**Exercise task:** Return, word for word, the part of the court opinion that opens with the words containing "We agree with" and closes with "hearing was held.".

**Text passage:**
----

APPEAL from the Circuit Court of Cook County; the Hon. FRANK
J. WILSON, Judge, presiding.
MR. JUSTICE LINN DELIVERED THE OPINION OF THE COURT:
The State appeals from an order of the circuit court of Cook County sustaining the petition of defendant, Alvin F. Toney, for discharge, based on his contention that he was denied his stautory right to speedy trial. (Ill. Rev. Stat. 1973, ch. 38, par. 103-5.) The State contends that neither defendant's statutory nor constitutional right to speedy trial was violated when he was indicted for the same offenses more than 160 days after having been discharged at the conclusion of a preliminary hearing where the court failed to find probable cause.
We agree with the State's contentions and reverse and remand for further proceedings.
Based on an incident which occurred on July 10, 1973, the defendant was arrested on July 28, 1973, and charged, along with Charles Stanton, with the murder of Charles Murray, Jr., and the aggravated battery of Eliot Cook and Christopher Cook. On October 4, 1973, after several continuances requested by the State, the trial court denied the State any further continuance and a preliminary hearing was held.

----

[Records of coordinate annotations]
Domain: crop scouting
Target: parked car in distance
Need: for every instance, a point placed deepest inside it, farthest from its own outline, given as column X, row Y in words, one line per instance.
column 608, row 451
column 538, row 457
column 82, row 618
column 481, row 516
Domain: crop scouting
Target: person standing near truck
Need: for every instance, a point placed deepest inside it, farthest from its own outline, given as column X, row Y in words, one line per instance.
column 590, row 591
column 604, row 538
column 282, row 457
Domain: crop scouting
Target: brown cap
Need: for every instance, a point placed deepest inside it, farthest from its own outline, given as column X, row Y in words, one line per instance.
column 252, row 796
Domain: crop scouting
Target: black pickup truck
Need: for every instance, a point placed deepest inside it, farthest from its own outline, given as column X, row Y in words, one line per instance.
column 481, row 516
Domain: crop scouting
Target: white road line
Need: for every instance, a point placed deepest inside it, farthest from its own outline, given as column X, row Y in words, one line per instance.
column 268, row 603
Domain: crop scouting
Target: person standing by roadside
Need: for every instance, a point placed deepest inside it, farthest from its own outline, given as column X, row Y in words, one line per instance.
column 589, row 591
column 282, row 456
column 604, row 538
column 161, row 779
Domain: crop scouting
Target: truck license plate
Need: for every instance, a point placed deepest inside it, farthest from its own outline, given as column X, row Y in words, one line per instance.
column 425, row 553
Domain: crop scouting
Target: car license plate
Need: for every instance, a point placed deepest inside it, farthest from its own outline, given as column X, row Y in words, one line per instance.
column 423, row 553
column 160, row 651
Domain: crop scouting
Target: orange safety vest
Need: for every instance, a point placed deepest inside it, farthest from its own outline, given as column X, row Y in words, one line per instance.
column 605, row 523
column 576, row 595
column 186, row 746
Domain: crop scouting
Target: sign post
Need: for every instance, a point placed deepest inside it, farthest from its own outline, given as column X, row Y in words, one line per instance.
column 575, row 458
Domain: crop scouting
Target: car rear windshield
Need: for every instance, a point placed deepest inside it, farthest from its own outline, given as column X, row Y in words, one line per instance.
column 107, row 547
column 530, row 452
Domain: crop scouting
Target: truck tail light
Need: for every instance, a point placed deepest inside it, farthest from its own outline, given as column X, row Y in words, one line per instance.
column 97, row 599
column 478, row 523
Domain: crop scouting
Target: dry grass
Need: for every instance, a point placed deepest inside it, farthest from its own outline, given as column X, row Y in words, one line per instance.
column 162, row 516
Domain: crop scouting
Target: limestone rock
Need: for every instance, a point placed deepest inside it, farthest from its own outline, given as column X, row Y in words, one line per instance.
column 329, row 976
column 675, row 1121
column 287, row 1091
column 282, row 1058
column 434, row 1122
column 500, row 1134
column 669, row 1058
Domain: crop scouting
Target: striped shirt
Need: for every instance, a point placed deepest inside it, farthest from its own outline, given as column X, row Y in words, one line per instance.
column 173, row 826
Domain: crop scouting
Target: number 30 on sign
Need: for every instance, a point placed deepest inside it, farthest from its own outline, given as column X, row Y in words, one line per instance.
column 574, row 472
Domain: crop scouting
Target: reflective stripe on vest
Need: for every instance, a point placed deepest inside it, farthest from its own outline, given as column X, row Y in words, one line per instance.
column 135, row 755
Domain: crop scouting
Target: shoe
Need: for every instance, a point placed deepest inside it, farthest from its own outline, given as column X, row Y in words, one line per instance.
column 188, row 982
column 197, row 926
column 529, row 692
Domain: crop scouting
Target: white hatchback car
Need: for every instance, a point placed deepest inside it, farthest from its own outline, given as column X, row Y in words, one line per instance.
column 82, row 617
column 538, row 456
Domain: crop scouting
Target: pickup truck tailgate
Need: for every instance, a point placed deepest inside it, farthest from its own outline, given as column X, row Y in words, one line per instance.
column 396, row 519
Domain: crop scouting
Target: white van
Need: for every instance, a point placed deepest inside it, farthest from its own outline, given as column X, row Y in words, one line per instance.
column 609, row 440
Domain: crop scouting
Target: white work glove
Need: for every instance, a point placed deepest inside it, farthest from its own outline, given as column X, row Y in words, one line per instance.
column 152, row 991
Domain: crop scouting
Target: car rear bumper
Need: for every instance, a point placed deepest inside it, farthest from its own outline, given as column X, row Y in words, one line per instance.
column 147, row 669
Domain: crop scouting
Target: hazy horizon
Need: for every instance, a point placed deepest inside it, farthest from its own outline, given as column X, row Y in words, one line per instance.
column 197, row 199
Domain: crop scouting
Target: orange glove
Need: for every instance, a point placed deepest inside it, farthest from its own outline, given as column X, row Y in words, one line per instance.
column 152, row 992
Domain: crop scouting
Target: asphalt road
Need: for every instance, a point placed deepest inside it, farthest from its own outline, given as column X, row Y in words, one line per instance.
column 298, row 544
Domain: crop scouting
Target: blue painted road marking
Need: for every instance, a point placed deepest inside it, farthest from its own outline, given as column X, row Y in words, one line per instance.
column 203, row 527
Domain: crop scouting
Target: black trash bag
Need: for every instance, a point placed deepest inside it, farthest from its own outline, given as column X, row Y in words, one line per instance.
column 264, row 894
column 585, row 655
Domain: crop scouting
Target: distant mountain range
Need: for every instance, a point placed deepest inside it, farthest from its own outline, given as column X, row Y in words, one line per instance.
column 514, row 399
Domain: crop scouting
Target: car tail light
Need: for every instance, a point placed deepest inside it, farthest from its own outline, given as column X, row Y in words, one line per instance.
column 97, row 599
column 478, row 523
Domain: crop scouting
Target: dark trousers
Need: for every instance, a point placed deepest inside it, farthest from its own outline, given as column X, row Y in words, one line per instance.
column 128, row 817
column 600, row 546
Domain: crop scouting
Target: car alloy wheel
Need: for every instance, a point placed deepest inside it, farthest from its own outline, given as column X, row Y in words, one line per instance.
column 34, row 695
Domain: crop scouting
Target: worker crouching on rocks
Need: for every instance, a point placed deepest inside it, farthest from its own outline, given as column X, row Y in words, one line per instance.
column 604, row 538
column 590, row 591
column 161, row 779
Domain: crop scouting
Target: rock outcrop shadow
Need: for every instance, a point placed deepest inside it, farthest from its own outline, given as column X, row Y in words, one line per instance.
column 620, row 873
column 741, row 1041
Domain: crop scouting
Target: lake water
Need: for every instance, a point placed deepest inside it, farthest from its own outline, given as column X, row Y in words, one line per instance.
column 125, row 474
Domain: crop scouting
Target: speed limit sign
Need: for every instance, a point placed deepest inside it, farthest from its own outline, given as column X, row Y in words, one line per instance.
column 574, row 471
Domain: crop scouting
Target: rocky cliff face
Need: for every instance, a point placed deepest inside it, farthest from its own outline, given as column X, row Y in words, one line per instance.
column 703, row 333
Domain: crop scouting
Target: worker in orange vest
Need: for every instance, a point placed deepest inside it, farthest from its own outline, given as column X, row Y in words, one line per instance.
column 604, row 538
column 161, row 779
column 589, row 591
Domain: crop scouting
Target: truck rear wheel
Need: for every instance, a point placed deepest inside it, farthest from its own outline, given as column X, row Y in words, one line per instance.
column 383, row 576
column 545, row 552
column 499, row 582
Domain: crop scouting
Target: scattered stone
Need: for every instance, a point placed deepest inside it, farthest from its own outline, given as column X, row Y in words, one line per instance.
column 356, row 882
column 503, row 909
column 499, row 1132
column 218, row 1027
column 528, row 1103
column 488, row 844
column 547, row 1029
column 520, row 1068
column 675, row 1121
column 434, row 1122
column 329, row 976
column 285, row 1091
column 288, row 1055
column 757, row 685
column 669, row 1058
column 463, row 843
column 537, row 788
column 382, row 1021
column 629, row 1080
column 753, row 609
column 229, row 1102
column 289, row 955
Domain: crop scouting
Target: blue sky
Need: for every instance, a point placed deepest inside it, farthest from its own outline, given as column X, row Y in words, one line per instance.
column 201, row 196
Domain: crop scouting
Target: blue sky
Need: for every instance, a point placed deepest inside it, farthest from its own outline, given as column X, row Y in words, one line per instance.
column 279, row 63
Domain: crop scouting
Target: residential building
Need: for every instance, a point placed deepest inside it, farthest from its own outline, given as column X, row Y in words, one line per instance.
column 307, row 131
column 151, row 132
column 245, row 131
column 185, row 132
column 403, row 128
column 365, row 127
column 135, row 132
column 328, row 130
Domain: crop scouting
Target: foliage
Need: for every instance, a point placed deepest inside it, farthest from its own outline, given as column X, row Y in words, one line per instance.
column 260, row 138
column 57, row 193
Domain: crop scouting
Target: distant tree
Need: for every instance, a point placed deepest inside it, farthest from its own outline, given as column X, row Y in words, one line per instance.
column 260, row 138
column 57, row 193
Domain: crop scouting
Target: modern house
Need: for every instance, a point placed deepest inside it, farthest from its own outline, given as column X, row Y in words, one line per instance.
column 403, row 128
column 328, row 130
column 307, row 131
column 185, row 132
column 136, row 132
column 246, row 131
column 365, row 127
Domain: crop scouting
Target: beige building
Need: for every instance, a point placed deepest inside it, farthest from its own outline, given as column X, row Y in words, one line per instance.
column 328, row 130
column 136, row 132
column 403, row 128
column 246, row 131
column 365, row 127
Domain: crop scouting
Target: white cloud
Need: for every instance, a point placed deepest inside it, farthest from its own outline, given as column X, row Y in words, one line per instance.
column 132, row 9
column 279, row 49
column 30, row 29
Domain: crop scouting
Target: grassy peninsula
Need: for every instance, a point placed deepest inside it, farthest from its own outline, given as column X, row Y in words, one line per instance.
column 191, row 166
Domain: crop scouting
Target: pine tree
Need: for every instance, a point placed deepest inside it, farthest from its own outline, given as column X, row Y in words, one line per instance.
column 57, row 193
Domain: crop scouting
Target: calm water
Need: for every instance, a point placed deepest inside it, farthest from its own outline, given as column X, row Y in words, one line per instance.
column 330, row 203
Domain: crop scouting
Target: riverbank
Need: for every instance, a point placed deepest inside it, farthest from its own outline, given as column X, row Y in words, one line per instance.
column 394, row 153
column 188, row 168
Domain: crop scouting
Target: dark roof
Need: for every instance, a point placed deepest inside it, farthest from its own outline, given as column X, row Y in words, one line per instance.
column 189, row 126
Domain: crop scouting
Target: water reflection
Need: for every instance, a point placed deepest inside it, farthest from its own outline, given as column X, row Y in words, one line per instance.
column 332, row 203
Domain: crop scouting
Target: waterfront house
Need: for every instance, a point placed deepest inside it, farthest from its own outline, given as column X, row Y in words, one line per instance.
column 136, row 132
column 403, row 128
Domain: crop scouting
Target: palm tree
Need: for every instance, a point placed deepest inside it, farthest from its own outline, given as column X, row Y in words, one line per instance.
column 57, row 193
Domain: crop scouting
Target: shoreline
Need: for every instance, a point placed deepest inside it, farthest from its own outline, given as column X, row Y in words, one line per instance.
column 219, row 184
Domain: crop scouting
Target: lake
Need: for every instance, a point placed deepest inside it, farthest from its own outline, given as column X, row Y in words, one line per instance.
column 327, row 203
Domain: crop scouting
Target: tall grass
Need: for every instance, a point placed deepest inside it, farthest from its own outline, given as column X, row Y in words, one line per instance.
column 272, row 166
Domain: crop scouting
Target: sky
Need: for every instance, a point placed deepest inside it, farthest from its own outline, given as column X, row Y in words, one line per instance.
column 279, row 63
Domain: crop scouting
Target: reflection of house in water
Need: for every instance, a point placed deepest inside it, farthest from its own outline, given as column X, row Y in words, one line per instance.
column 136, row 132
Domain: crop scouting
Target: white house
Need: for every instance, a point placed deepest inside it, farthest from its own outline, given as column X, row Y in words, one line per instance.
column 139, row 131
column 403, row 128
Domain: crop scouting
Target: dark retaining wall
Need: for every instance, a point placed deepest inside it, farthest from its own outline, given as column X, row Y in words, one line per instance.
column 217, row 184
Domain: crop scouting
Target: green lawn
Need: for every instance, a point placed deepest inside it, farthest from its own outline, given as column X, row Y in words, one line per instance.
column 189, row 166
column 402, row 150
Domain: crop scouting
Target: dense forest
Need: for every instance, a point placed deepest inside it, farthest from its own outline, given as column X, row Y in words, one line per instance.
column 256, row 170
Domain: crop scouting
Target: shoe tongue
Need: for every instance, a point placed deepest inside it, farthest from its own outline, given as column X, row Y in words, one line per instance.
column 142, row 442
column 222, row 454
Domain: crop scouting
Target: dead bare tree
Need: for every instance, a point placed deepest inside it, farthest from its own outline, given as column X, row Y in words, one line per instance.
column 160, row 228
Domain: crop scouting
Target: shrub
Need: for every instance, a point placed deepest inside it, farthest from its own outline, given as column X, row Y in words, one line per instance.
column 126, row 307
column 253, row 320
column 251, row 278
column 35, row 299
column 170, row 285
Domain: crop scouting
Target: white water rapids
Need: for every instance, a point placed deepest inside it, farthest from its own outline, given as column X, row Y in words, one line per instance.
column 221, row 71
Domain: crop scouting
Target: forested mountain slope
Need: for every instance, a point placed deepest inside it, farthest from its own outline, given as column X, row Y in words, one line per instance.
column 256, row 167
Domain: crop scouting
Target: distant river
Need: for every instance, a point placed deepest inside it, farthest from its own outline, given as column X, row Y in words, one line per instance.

----

**The completed task:**
We agree with the State's contentions and reverse and remand for further proceedings.
Based on an incident which occurred on July 10, 1973, the defendant was arrested on July 28, 1973, and charged, along with Charles Stanton, with the murder of Charles Murray, Jr., and the aggravated battery of Eliot Cook and Christopher Cook. On October 4, 1973, after several continuances requested by the State, the trial court denied the State any further continuance and a preliminary hearing was held.